Simplify zip iterator and improve performance in certain cases by haampie · Pull Request #27415 · JuliaLang/julia

haampie · 2018-06-04T09:27:16Z

This is a separate pr built on top of #27386. It removes the Zip2 struct, since what used to be Zip1 is already returning a 1-tuple and hence is a base case (turns out @StefanKarpinski was right in the comments here: eaf5a95, but maybe only after Zip1 was updated.)

Further it fixes a bug in isdone where the tail of the zip iterator was never checked (https://github.com/JuliaLang/julia/blob/master/base/iterators.jl#L373). Should still add a test for this.

I've built this on top of #27386 to show that we now finally get fully optimized code in some cases -- note the lack of @inbounds:

$ ./julia
> using BenchmarkTools
> function f(v)
     s = 0
     for (i, w) = zip(LinearIndices(v), v)
       s += i * w
     end
     s
   end
> @benchmark f(v) setup = (v = rand(Int, 1000))

On current master:

  median time:      546.735 ns (0.00% GC)

On this branch:

  median time:      245.483 ns (0.00% GC)

This is now on par with writing for (i, w) = enumerate(v) and with the handwritten loop

@inbounds for i = 1 : length(v)
  s += i * v[i]
end

StefanKarpinski · 2018-06-04T12:42:44Z

Very cool! Test failure in test/iterators looks legitimate though. It would be nice to be able to define enumerate(v) simply as zip(LinearIndices(v), v) and have that be maximally efficient.

haampie · 2018-06-04T13:29:43Z

Yeah, test failures are annoying, but potentially there's still a workaround without the machinery proposed in #27412.

For vectorization it seems crucial to call iterate first on both iterators, and only afterwards check the state. This corresponds to the case isdone(a) === isdone(b) === missing. Otherwise we have at least one stateful iterator, in which case early returns are required.

haampie · 2018-06-04T15:00:26Z

It seems this passes the iterators tests ~~while retaining the performance in the example above :)~~, hm, not really, apparently some last changes spoiled it.

Can we tell the compiler somehow the first branch in zip_iterate is almost always true?

haampie · 2018-06-04T15:31:19Z

Alright, things get vectorized again. This stuff is extremely fragile, so maybe I should add comments with warnings about spoiling vectorization.

It could be way more robust and simpler if we did not have to worry about stateful iterators.

edit: I stumbled upon an inference issue in the case of 3+ iterators -- let's see if it can be fixed.

…ar} iterator

Furthermore, reorder the instructions for the fast path to enable vectorization in some cases.

bramtayl · 2018-06-05T14:51:20Z

n.b. #26765

haampie · 2018-06-05T15:44:40Z

Thanks for the pointer, I wasn't aware of that issue.

haampie · 2018-06-05T22:21:46Z

Some observations: https://gist.github.com/haampie/5dd6803b217709c4629d3eeb75c16258

Basically, we can do really well if we specialize for stateless iterators. Type inference seems perfect even with recursion up to 14 calls of iterate deep (cc @bramtayl); some daunting looking loops that have closed-form expressions get optimized away; and vectorization kicks in.
++++++++
SET EXERCISE 1 »
Answer these about the pull request thread:
(a) Which struct does the change remove?
(b) What median time is reported on the new branch?
(c) Up to how many calls of iterate deep does type inference seem perfect?
The text and the records come from unrelated sources.
++++++++
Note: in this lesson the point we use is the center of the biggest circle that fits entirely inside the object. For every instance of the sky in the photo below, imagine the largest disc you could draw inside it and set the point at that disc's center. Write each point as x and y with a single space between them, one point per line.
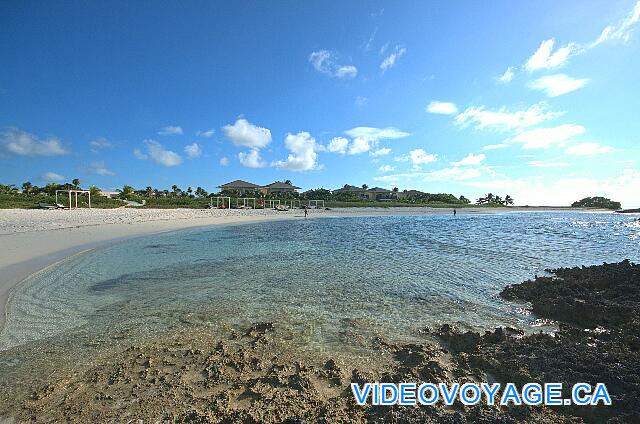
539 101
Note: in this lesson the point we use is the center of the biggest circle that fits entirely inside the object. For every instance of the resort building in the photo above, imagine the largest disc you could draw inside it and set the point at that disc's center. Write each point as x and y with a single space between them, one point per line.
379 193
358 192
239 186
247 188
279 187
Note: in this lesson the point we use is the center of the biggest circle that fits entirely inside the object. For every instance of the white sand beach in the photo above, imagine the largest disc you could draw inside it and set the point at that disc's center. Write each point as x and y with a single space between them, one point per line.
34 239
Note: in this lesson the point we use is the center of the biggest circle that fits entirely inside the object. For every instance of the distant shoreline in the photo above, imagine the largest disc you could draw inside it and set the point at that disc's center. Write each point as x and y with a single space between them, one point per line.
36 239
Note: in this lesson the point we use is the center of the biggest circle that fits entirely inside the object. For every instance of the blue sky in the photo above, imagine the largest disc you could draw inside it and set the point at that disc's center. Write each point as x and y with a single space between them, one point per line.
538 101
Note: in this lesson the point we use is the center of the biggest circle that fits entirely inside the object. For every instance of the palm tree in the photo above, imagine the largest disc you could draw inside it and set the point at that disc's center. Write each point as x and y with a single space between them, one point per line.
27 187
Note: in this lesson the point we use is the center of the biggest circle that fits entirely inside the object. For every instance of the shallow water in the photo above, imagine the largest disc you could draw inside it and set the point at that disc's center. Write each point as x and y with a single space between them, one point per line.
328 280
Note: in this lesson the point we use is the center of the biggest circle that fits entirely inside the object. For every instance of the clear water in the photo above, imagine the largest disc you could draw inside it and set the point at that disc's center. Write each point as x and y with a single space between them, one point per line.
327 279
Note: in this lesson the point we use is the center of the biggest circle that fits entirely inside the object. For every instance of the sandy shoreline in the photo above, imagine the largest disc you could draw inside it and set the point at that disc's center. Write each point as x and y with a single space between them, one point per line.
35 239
++++++++
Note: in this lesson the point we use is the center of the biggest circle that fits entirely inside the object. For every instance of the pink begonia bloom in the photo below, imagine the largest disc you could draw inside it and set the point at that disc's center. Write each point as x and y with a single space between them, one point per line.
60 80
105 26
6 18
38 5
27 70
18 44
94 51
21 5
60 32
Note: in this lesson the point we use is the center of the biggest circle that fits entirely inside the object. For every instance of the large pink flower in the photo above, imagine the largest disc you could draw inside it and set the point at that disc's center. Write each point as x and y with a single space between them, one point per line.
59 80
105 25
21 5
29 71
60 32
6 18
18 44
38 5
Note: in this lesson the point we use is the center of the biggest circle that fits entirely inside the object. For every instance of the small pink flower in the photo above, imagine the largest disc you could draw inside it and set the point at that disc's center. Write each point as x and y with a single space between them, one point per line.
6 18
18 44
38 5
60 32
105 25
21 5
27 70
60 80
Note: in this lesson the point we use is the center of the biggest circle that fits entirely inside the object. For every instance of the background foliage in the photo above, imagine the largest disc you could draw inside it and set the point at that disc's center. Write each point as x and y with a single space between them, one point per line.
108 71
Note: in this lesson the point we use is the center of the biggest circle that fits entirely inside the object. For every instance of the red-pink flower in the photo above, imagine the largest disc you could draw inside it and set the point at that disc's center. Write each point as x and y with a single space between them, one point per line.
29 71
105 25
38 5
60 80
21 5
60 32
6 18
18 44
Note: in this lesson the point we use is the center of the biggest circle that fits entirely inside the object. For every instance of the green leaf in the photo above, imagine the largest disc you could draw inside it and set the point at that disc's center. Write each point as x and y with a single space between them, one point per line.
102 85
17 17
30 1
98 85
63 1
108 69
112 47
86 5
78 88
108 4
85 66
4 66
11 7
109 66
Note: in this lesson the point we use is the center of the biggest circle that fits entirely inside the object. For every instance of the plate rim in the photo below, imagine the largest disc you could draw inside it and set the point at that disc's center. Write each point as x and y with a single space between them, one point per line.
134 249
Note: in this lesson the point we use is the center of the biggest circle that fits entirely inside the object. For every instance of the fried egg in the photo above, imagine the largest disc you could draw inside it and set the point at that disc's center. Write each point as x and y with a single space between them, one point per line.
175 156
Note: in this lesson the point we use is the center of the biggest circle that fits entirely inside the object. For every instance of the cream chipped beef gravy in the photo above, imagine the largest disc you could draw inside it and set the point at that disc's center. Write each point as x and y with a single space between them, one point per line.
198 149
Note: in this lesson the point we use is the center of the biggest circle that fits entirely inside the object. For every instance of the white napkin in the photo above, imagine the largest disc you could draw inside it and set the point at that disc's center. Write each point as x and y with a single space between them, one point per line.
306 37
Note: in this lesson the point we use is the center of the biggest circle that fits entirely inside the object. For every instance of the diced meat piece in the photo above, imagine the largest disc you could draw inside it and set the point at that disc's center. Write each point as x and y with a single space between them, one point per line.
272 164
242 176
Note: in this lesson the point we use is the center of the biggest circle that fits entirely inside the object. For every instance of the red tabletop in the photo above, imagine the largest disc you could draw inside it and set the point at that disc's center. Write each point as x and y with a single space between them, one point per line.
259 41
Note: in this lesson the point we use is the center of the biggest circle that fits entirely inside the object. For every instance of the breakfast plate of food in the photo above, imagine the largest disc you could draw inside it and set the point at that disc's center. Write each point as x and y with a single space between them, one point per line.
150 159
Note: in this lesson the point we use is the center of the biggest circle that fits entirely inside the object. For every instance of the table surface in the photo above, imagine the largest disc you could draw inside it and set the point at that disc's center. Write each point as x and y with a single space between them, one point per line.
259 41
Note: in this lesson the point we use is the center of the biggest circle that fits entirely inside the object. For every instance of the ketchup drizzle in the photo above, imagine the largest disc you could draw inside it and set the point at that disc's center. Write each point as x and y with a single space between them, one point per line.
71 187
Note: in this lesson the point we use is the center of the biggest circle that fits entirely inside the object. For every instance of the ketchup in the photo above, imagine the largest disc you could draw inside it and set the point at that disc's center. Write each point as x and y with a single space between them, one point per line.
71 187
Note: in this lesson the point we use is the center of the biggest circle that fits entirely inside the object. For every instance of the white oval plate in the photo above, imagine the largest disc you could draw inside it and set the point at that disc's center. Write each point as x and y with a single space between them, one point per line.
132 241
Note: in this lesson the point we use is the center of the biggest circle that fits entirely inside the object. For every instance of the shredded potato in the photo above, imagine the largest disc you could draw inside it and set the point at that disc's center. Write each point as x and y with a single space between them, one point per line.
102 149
++++++++
SET EXERCISE 2 » Filter the records, keeping each line that contains the word "flower". Case counts.

TASK RESPONSE 1 »
(a) Zip2
(b) 245.483 ns (0.00% GC)
(c) 14

TASK RESPONSE 2 »
Note: in this lesson the point we use is the center of the biggest circle that fits entirely inside the object. For every instance of the large pink flower in the photo above, imagine the largest disc you could draw inside it and set the point at that disc's center. Write each point as x and y with a single space between them, one point per line.
Note: in this lesson the point we use is the center of the biggest circle that fits entirely inside the object. For every instance of the small pink flower in the photo above, imagine the largest disc you could draw inside it and set the point at that disc's center. Write each point as x and y with a single space between them, one point per line.
Note: in this lesson the point we use is the center of the biggest circle that fits entirely inside the object. For every instance of the red-pink flower in the photo above, imagine the largest disc you could draw inside it and set the point at that disc's center. Write each point as x and y with a single space between them, one point per line.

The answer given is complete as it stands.